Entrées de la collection
# # # #

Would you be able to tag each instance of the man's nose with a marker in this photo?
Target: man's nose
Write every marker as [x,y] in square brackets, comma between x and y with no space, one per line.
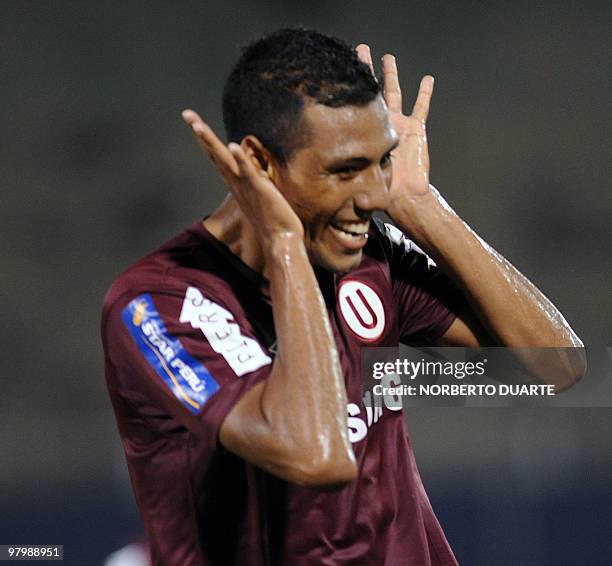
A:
[375,193]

# # # #

• _Consigne_: Réécrivez toutes les entrées ci-dessus en remplaçant « marker » par « point », sans rien modifier d'autre. Omettez les images dans votre réponse.

• _Réponse_:
Would you be able to tag each instance of the man's nose with a point in this photo?
Target: man's nose
Write every point as [x,y] in square brackets, comma between x and y with no space, one per line.
A:
[375,193]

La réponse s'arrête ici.